- **Dataset content**:
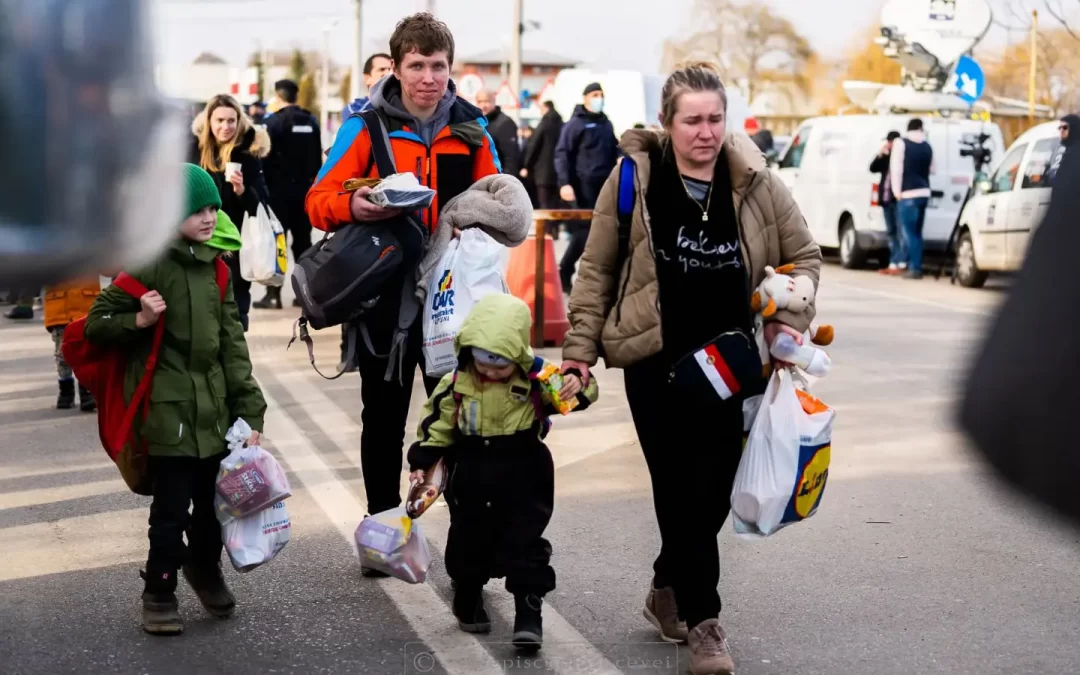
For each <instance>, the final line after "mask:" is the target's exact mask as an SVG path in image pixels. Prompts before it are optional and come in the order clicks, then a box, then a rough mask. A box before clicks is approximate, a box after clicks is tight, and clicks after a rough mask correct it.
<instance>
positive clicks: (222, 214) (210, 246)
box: [206, 211, 240, 251]
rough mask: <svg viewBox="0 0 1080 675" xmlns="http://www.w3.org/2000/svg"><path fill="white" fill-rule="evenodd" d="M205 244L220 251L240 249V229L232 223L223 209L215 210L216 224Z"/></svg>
mask: <svg viewBox="0 0 1080 675" xmlns="http://www.w3.org/2000/svg"><path fill="white" fill-rule="evenodd" d="M206 245H207V246H210V247H212V248H219V249H221V251H240V230H238V229H237V226H235V225H233V222H232V218H230V217H229V216H228V215H227V214H226V213H225V212H224V211H218V212H217V226H215V227H214V237H211V238H210V241H208V242H206Z"/></svg>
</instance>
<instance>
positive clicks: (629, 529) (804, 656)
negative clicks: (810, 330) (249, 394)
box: [0, 266, 1080, 675]
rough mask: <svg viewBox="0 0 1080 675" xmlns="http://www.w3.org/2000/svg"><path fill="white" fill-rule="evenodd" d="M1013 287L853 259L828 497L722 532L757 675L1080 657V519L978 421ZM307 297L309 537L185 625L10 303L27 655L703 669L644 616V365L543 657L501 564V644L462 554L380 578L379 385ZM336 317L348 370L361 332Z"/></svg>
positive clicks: (282, 363)
mask: <svg viewBox="0 0 1080 675" xmlns="http://www.w3.org/2000/svg"><path fill="white" fill-rule="evenodd" d="M258 295H260V293H259V292H258V291H257V292H256V296H258ZM1001 297H1002V292H1001V291H1000V289H983V291H977V292H976V291H966V289H961V288H959V287H950V286H948V284H947V283H946V282H939V283H935V282H933V281H932V280H927V281H922V282H903V281H900V280H893V279H883V278H880V276H878V275H876V274H872V273H868V272H862V273H858V272H848V271H843V270H840V269H839V268H837V267H835V266H828V267H827V268H826V270H825V272H824V281H823V291H822V293H821V297H820V300H819V308H820V318H821V320H822V321H823V322H831V323H834V324H835V325H836V326H837V332H838V337H837V340H836V343H835V345H834V347H833V348H832V349H831V353H832V356H833V360H834V364H835V366H834V372H833V374H832V375H831V376H829V377H827V378H825V379H823V380H820V381H819V382H816V383H815V386H814V391H815V393H818V394H819V395H820V396H821V397H822V399H823V400H825V401H826V402H827V403H829V404H832V405H833V406H835V407H836V409H837V411H838V418H837V426H836V429H835V434H834V450H833V465H832V469H831V471H829V482H828V485H827V488H826V490H825V496H824V501H823V504H822V507H821V509H820V511H819V513H818V514H816V515H815V516H814V517H813V518H811V519H809V521H808V522H806V523H802V524H799V525H797V526H793V527H789V528H787V529H785V530H783V531H782V532H780V534H778V535H777V536H774V537H772V538H769V539H767V540H764V541H743V540H738V539H737V538H735V537H734V536H733V535H732V534H731V531H730V528H729V527H727V528H725V531H724V532H723V534H721V535H720V546H721V561H723V579H721V582H720V591H721V594H723V596H724V599H725V611H724V616H723V621H724V624H725V625H726V627H727V630H728V632H729V634H730V639H731V647H732V649H733V652H734V657H735V659H737V663H738V665H739V672H740V673H741V674H745V675H765V674H781V673H785V674H786V673H800V674H816V673H831V674H843V675H848V674H850V675H863V674H867V673H874V674H879V675H889V674H897V675H899V674H904V675H907V674H909V673H915V672H917V673H922V674H929V673H942V674H962V673H972V674H974V673H978V674H981V675H985V674H989V673H1002V674H1004V673H1009V674H1014V673H1047V674H1067V673H1077V672H1080V647H1078V645H1080V591H1078V589H1080V584H1078V582H1077V570H1078V561H1080V534H1078V530H1076V529H1069V528H1067V527H1065V526H1063V525H1059V524H1057V523H1055V522H1053V521H1052V519H1050V518H1049V517H1048V516H1047V515H1045V514H1044V513H1043V512H1041V511H1040V510H1038V509H1037V508H1034V507H1031V505H1030V504H1028V503H1026V502H1024V501H1022V500H1021V499H1020V498H1017V497H1015V496H1013V495H1012V494H1010V492H1009V491H1008V490H1005V489H1003V488H1001V487H1000V486H999V485H998V484H997V482H996V481H995V480H994V478H993V477H990V476H989V475H988V473H987V471H986V470H985V469H984V468H983V467H982V465H981V464H980V463H978V461H977V460H976V459H974V458H973V457H972V456H971V455H970V454H969V453H968V451H967V449H966V448H964V444H963V440H962V437H961V436H960V435H959V434H958V433H957V432H956V431H955V430H954V424H953V418H951V409H953V404H954V401H955V397H956V390H957V388H958V386H959V383H960V379H961V378H962V375H963V372H964V368H966V367H967V362H968V359H969V354H970V351H971V350H972V348H973V347H974V345H975V340H977V339H978V337H980V335H981V330H982V326H983V324H984V322H985V321H986V319H987V316H988V313H989V312H991V311H993V309H994V307H995V306H996V303H997V302H998V301H999V300H1000V298H1001ZM295 315H296V310H292V309H286V310H284V311H282V312H266V311H262V312H259V311H257V312H255V313H254V315H253V319H254V321H253V330H252V333H251V334H249V342H251V346H252V352H253V357H254V361H255V363H256V374H257V377H258V378H259V380H260V382H261V384H262V387H264V389H265V391H266V393H267V395H268V400H269V401H270V413H269V415H268V418H267V419H268V422H267V430H266V432H267V436H268V438H269V441H270V446H271V448H272V449H273V450H274V451H275V453H276V454H278V456H279V457H280V458H281V459H282V461H283V464H284V465H285V467H286V469H287V470H288V472H289V478H291V481H292V482H293V486H294V491H295V496H294V497H293V498H292V499H291V500H289V501H288V508H289V511H291V514H292V518H293V539H292V541H291V543H289V544H288V546H287V548H286V549H285V550H284V551H283V552H282V553H281V555H279V557H278V558H276V559H274V561H273V562H272V563H270V564H269V565H267V566H265V567H264V568H260V569H258V570H256V571H254V572H251V573H248V575H238V573H235V572H233V571H232V569H231V568H230V567H229V566H228V563H226V567H227V577H228V580H229V582H230V584H231V585H232V588H233V590H234V591H235V594H237V596H238V598H239V609H238V611H237V615H235V617H234V618H233V619H231V620H228V621H219V620H215V619H213V618H211V617H208V616H207V615H206V613H205V612H204V611H203V610H202V608H201V607H199V605H198V603H197V602H195V599H194V596H193V595H192V594H191V592H190V591H189V590H188V589H187V588H185V586H183V585H181V590H180V593H179V596H180V605H181V612H183V615H184V617H185V619H186V621H187V632H186V634H185V635H184V636H181V637H176V638H154V637H150V636H147V635H145V634H144V633H143V632H141V631H140V630H139V625H138V619H139V594H140V591H141V586H140V581H139V579H138V576H137V572H138V568H139V565H140V564H141V563H143V561H145V557H146V545H147V541H146V527H147V515H148V501H147V500H146V499H144V498H140V497H137V496H135V495H132V494H130V492H127V491H126V489H125V487H124V486H123V484H122V483H121V482H120V480H119V477H118V474H117V473H116V471H114V469H113V468H112V465H111V464H110V463H109V461H108V458H107V457H106V456H105V454H104V451H103V450H102V449H100V446H99V444H98V442H97V436H96V428H95V422H94V419H93V416H87V415H83V414H80V413H78V411H58V410H55V409H53V407H52V406H53V404H54V400H55V379H54V369H53V361H52V351H51V350H52V345H51V340H50V338H49V336H48V335H46V334H45V332H44V329H43V328H42V325H41V322H40V319H39V320H38V321H37V322H35V323H33V324H18V325H15V324H12V323H10V322H6V323H5V322H4V320H0V542H2V544H3V557H2V558H0V673H2V674H4V675H6V674H16V673H17V674H27V675H37V674H41V675H45V674H49V675H53V674H59V673H123V674H139V673H153V674H158V673H161V674H172V673H176V674H185V675H186V674H190V673H200V674H204V673H206V674H210V673H222V674H228V675H240V674H247V673H252V674H256V673H259V674H261V673H303V674H309V673H311V674H314V673H334V674H346V673H349V674H353V673H356V674H360V673H370V674H381V673H388V674H391V673H393V674H397V673H408V674H411V673H445V674H453V675H464V674H474V673H502V672H537V671H541V672H552V673H575V674H577V673H618V672H623V673H652V674H661V673H664V674H666V673H683V672H686V667H687V662H688V654H687V653H686V652H680V650H679V648H677V647H675V646H671V645H663V644H658V636H657V634H656V633H654V631H653V630H652V629H651V626H650V625H649V624H648V623H647V622H646V621H645V620H644V619H643V618H642V603H643V599H644V596H645V591H646V588H647V584H648V580H649V578H650V569H651V562H652V557H653V555H654V554H656V551H657V548H658V534H657V530H656V524H654V518H653V514H652V503H651V497H650V491H649V484H648V475H647V472H646V469H645V462H644V461H643V459H642V456H640V451H639V449H638V448H637V446H636V443H635V440H634V433H633V429H632V427H631V426H630V417H629V413H627V409H626V405H625V401H624V396H623V389H622V381H621V376H620V375H619V374H618V373H617V372H604V370H602V372H599V373H598V374H597V376H598V378H599V382H600V391H602V405H599V406H598V407H597V408H596V409H595V410H593V411H591V413H589V414H583V415H580V416H571V417H569V418H566V419H561V420H557V421H556V428H555V431H554V432H553V435H552V437H551V447H552V449H553V453H554V455H555V457H556V467H557V474H556V475H557V481H556V511H555V517H554V521H553V523H552V525H551V528H550V530H549V537H550V539H551V540H552V542H553V545H554V550H555V556H554V565H555V567H556V571H557V573H558V589H557V591H556V592H555V593H554V594H552V595H551V596H549V598H548V605H546V607H545V608H544V616H545V637H546V642H545V646H544V649H543V651H541V652H540V656H539V659H540V660H539V661H536V660H534V661H529V662H525V661H523V660H515V659H514V653H513V650H512V648H511V647H510V646H509V645H508V644H507V640H508V639H509V636H510V632H511V624H512V621H513V604H512V599H511V598H510V597H509V596H508V595H507V593H505V591H504V590H503V589H502V586H501V584H498V583H495V584H491V585H489V586H488V592H487V597H488V604H489V606H490V607H492V608H494V610H495V631H494V633H492V635H491V636H489V637H481V638H478V639H477V638H475V637H472V636H468V635H464V634H462V633H459V632H458V631H457V630H456V627H455V624H454V621H453V618H451V615H450V610H449V606H448V602H449V597H450V591H449V582H448V579H447V578H446V576H445V572H444V570H443V567H442V562H441V556H440V555H436V561H435V562H434V564H433V568H432V571H431V576H430V579H429V582H428V583H426V584H422V585H408V584H405V583H403V582H401V581H396V580H370V579H364V578H362V577H361V576H360V573H359V572H360V570H359V564H357V563H356V561H355V553H354V551H353V545H352V543H351V539H352V532H353V530H354V529H355V527H356V525H357V523H359V522H360V519H361V517H362V515H363V514H364V512H365V507H364V490H363V484H362V478H361V473H360V469H359V465H360V454H359V436H360V424H361V421H360V411H361V401H360V391H359V389H360V388H359V381H357V378H356V377H355V376H350V377H346V378H342V379H340V380H337V381H335V382H326V381H324V380H322V379H321V378H319V377H318V376H316V375H315V374H314V373H313V370H312V369H311V367H310V366H309V364H308V362H307V355H306V353H305V352H303V351H302V349H297V347H294V348H293V350H292V351H288V352H286V351H285V345H286V342H287V341H288V337H289V335H291V322H292V321H293V319H294V318H295ZM323 333H324V335H319V337H318V339H319V346H318V353H319V356H320V361H321V363H323V364H325V365H326V366H329V367H333V365H334V364H335V363H336V362H337V335H336V334H335V332H334V330H326V332H323ZM553 355H554V353H553ZM986 367H991V366H989V365H987V366H986ZM417 391H421V388H420V387H419V383H418V386H417ZM420 403H421V401H420V396H419V395H417V396H415V400H414V413H413V418H411V419H410V423H409V429H408V437H407V438H406V442H409V441H410V440H411V438H413V436H414V430H415V420H416V413H417V410H418V408H419V405H420ZM672 451H678V448H675V447H673V448H672ZM692 470H693V469H692V468H691V467H688V468H687V471H692ZM726 498H727V496H726V495H717V500H723V499H726ZM441 505H442V504H440V507H441ZM446 523H447V513H446V510H445V509H444V508H436V509H435V510H434V511H432V512H431V513H429V514H428V515H426V516H424V518H423V519H422V522H421V524H422V526H423V529H424V531H426V534H427V536H428V537H429V540H430V542H431V544H432V545H433V546H434V550H435V551H436V552H438V551H441V550H442V549H443V546H444V544H445V532H446Z"/></svg>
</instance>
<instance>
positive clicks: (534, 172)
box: [522, 100, 563, 208]
mask: <svg viewBox="0 0 1080 675" xmlns="http://www.w3.org/2000/svg"><path fill="white" fill-rule="evenodd" d="M540 106H541V108H543V117H542V118H541V119H540V123H539V124H537V127H536V130H535V131H534V132H532V138H530V139H529V145H528V147H527V148H526V149H525V161H524V166H523V168H522V177H524V178H531V179H532V181H534V183H535V184H536V186H537V199H538V200H539V202H540V208H558V207H559V206H561V205H562V202H561V201H559V198H558V187H559V186H558V176H557V175H556V174H555V147H556V146H557V145H558V137H559V134H562V132H563V116H561V114H559V113H558V110H555V106H554V104H552V103H551V102H550V100H545V102H543V103H541V104H540Z"/></svg>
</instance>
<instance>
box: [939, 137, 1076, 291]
mask: <svg viewBox="0 0 1080 675" xmlns="http://www.w3.org/2000/svg"><path fill="white" fill-rule="evenodd" d="M1063 151H1064V148H1063V147H1062V141H1061V136H1059V134H1058V131H1057V122H1047V123H1045V124H1040V125H1038V126H1036V127H1034V129H1030V130H1028V131H1027V132H1026V133H1024V135H1022V136H1021V137H1020V138H1017V139H1016V141H1015V143H1013V145H1012V147H1010V148H1009V151H1008V152H1007V153H1005V156H1004V157H1003V158H1002V159H1001V161H1000V162H998V164H997V165H996V166H995V168H994V170H993V171H991V173H990V175H989V177H988V178H986V179H985V180H981V181H978V183H977V184H975V186H974V193H973V194H972V197H971V199H970V200H969V202H968V205H967V206H964V208H963V213H962V214H961V215H960V228H959V230H958V231H957V241H956V266H957V269H956V278H957V281H959V282H960V284H961V285H963V286H967V287H969V288H977V287H980V286H982V285H983V284H985V283H986V279H987V276H988V275H989V273H990V272H1015V271H1017V270H1020V269H1021V267H1022V266H1023V265H1024V258H1025V256H1026V255H1027V247H1028V244H1029V242H1030V240H1031V234H1032V233H1034V232H1035V230H1036V229H1037V228H1038V227H1039V224H1040V222H1041V221H1042V218H1043V216H1045V214H1047V208H1048V207H1049V206H1050V193H1051V185H1050V184H1051V173H1052V168H1053V167H1054V166H1055V164H1056V163H1057V162H1059V161H1061V158H1062V153H1063Z"/></svg>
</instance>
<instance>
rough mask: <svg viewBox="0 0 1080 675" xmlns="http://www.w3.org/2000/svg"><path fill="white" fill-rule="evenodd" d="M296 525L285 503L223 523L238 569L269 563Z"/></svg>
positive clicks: (222, 539) (245, 569)
mask: <svg viewBox="0 0 1080 675" xmlns="http://www.w3.org/2000/svg"><path fill="white" fill-rule="evenodd" d="M292 529H293V524H292V521H291V519H289V517H288V509H286V508H285V502H283V501H279V502H278V503H275V504H274V505H272V507H270V508H269V509H264V510H262V511H259V512H258V513H253V514H252V515H249V516H247V517H243V518H237V519H233V521H230V522H229V523H228V524H227V525H224V526H221V539H222V540H225V548H226V550H227V551H228V552H229V559H230V561H232V567H233V568H234V569H235V570H237V571H238V572H241V573H243V572H249V571H252V570H253V569H255V568H256V567H258V566H259V565H266V564H267V563H269V562H270V561H271V559H273V557H274V556H275V555H278V553H279V552H280V551H281V550H282V549H284V548H285V544H287V543H288V539H289V534H291V532H292Z"/></svg>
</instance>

- **To do**: Emit the lines of the material exactly, from its first line to the line containing "287L853 259L828 497L722", inclusive; leave every picture out.

- **Solution**:
For each <instance>, the final line after "mask:" is the target's exact mask as an SVG path in image pixels. Prompts before it are optional and come in the order clicks, then a box, then a rough mask. A box before clicks is approximate, a box after clicks is tight, and clicks after a rough mask correct it.
<instance>
positive clicks: (222, 214) (210, 246)
box: [206, 211, 240, 251]
rough mask: <svg viewBox="0 0 1080 675" xmlns="http://www.w3.org/2000/svg"><path fill="white" fill-rule="evenodd" d="M205 244L220 251L240 249V229L232 223L223 209L215 210L216 224Z"/></svg>
mask: <svg viewBox="0 0 1080 675" xmlns="http://www.w3.org/2000/svg"><path fill="white" fill-rule="evenodd" d="M206 245H207V246H210V247H212V248H219V249H221V251H240V230H238V229H237V226H235V225H233V222H232V218H230V217H229V216H228V215H227V214H226V213H225V212H224V211H218V212H217V226H215V227H214V237H211V238H210V241H208V242H206Z"/></svg>
</instance>
<instance>
positive clicks: (629, 529) (804, 656)
negative clicks: (810, 330) (249, 394)
box: [0, 266, 1080, 675]
rough mask: <svg viewBox="0 0 1080 675" xmlns="http://www.w3.org/2000/svg"><path fill="white" fill-rule="evenodd" d="M1013 287L853 259L828 497L722 532L757 675L1080 657V519L978 421ZM307 297L309 537L185 625L10 303L27 655L703 669L644 616V365L543 657L501 564V644L462 554L380 578L379 385ZM336 317L348 370L361 332Z"/></svg>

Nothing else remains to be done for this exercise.